Would you please reproduce all the entries word for word, minus the pictures?

Natural language region descriptions:

_ _ _ _

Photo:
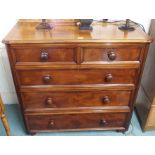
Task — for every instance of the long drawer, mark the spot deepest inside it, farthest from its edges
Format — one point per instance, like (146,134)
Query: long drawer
(75,76)
(75,121)
(75,99)
(59,53)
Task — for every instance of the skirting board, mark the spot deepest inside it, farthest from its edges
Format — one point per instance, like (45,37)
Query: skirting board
(7,89)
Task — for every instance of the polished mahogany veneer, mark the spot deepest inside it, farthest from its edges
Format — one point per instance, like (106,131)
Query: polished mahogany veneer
(72,80)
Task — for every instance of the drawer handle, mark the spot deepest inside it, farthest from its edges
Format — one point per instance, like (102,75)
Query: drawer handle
(111,55)
(106,100)
(51,124)
(49,101)
(47,78)
(108,78)
(44,56)
(103,122)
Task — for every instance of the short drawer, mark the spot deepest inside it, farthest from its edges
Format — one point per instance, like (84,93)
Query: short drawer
(75,76)
(74,99)
(111,54)
(75,121)
(45,54)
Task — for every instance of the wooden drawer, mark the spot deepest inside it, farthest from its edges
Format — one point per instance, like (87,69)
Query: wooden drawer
(74,77)
(75,121)
(75,99)
(127,53)
(45,54)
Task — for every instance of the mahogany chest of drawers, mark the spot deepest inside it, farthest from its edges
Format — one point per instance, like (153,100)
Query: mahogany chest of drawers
(72,80)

_ _ _ _

**RESPONSE TO THIS TASK:**
Photo:
Task — for every instance of the long drawer, mark the spot deepest inside it, farthest from its edges
Format — one point per instance, like (146,134)
Query: long drawer
(75,76)
(75,121)
(75,99)
(59,53)
Task — for every instance of the skirting board, mark the spot deepest inside it, farthest from its edges
Format — one point per instance, like (45,37)
Query: skirting board
(7,89)
Task — for every instance of the polished mahogany veneer, mark the spot deepest inside it, farthest from its edges
Format — one point per instance, like (106,131)
Query: polished mahogany veneer
(72,80)
Task — for every instance of the drawer handle, mark the spot deepest inside it, farthest from its edges
Format — one point per instance, like (102,75)
Query: drawer handle
(111,55)
(106,100)
(51,124)
(49,101)
(47,78)
(108,78)
(44,56)
(103,122)
Task — for every instance of the short drawer, mark the spot deepest inside it, farthest from its edges
Format — one point per instance, like (84,93)
Query: short drawer
(75,76)
(74,99)
(111,54)
(75,121)
(45,54)
Task — for every instance of the wooden drawer, mark the spot deepest inside it, farthest from its edges
Format — one point per instance, like (87,69)
Query: wooden drawer
(74,77)
(75,121)
(75,99)
(127,53)
(45,54)
Task — for every instance of the mahogany chest of drawers, mark the spot deepest inside it, farthest from its edges
Format — one point per instance, like (153,100)
Query: mahogany chest of drawers
(72,80)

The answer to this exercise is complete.